-- PASSAGE SHOWN follows --

Trained on the first 10 tasks; POLCA generalizes best to all 115 (+13% over base).

VeriBench Lean 4 (50 calls/task)	Pass Rate
DSPy	0.888 ± .023
GEPA	0.695 ± .010
OpenEvolve	0.738 ± .010
POLCA (Ours)	0.952 ± .005

POLCA reaches 95.2% (133/140), vs. the sequential baseline 0.593 (67/113).

Where the gains come from

Stochasticity (Ch. 1): updated mean scores average out variance, while baselines fix a score from one stochastic evaluation.
Memory (Thm. 2): the priority queue revisits unlucky candidates and keeps a non-decreasing best-so-far baseline.
De-duplication (Ch. 2): the ε-Net bounds the program count \(N_\varepsilon\), so parallel threads explore new regions, not near-duplicates.
Global context: the Summarizer aggregates feedback across many paths; DSPy/GEPA/OpenEvolve use only local context.
Generality: gains hold across Gemini, Claude, and weaker open-source backbones (gpt-oss-20b, Qwen3.5-122B).

06Ablations

ε-Net and Summarizer

Removing either component hurts. The ε-Net conserves sampling budget by pruning semantically redundant candidates, so the same score is reached with fewer samples; the Summarizer feeds the optimizer global success/failure patterns drawn from the whole memory rather than a single program. Together they account for the gap between "vanilla" POLCA and the full method.

Sensitivity to the diversity threshold ε

Performance is robust across a reasonable range of ε. Setting ε = 0 (no discretization, memory grows unchecked) is consistently worst; very large ε speeds up early learning but caps asymptotic performance through coarser approximation. A moderate ε buys speed at negligible cost.

Epsilon sensitivity on tau-bench — Figure 10. Effect of the diversity threshold ε on τ-bench (left) and VeriBench (right).

Epsilon sensitivity on VeriBench — Figure 10. Effect of the diversity threshold ε on τ-bench (left) and VeriBench (right).

Why not learn a reward model instead of the empirical mean?

A natural alternative to re-evaluating programs is to predict their reward: train a regressor on (embedding, reward) pairs and use it to rank every candidate, exploiting the fact that similar programs have similar scores. We tested this carefully. First, the premise holds locally — a t-SNE projection of prompt embeddings collected during a HotpotQA run (Figure 11, left) shows that tightly clustered programs share similar scores, which is exactly the local smoothness the ε-Net relies on to discard near-duplicates. We then asked whether that smoothness can be pushed into a global predictor: we trained an ensemble of five \(\ell_2\)-regularized logistic regressors mapping a program's embedding to its expected reward, each on a random subset of the collected data, and selected the best program in memory by four criteria — the empirical mean and the ensemble's max, mean, and min predictions — across a range of training-set sizes, externally re-testing the chosen program for a precise score. The result is consistent (Figure 11, right): selecting purely by the empirical mean beats every regressor-based criterion. The reason is that local embedding smoothness does not extend to globally accurate score prediction — without explicit problem-instance information, a program's embedding simply does not determine its reward across the whole space, so the learned surrogate overfits the stochastic training scores. This is precisely why POLCA uses the embedding only as a reward-free similarity signal inside the ε-Net (where local smoothness is enough) and keeps a non-parametric empirical mean as the priority (where global accuracy would be needed) — rather than collapsing both jobs into one fragile regression model.

-- PASSAGE SHOWN concluded --

(WHAT YOU NEED TO DO):
1 – In the POLCA passage, how many logistic regressors make up the ensemble that predicts a program's expected reward?
2 – What factors does the POLCA passage list under "Where the gains come from"?
You won't need the records.

-- RECORDS follows --

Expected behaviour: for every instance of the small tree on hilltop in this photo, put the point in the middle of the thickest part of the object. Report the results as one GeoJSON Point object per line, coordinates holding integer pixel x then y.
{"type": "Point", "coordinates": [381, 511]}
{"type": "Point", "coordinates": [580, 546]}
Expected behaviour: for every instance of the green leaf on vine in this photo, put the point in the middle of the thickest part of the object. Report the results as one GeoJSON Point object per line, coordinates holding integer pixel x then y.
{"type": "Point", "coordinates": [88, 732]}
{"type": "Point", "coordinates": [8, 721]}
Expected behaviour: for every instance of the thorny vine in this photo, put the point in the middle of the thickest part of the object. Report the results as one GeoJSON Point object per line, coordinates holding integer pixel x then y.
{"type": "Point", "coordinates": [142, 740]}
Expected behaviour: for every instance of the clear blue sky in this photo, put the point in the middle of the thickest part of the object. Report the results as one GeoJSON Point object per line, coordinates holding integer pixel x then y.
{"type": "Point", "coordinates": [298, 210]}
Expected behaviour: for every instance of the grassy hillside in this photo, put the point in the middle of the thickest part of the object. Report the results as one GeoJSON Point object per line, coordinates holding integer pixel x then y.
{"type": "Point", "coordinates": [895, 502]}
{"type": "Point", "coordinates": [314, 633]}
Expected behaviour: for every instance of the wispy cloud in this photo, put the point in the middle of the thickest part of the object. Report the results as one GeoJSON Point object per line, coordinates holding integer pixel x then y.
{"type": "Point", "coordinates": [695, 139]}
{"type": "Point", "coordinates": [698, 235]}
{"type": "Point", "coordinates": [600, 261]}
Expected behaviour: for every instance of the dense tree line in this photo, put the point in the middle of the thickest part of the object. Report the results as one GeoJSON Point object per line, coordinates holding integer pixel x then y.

-- RECORDS concluded --

(ANSWERS PER TASK):
1 – Five

2 –
- Stochasticity
- Memory
- De-duplication
- Global context
- Generality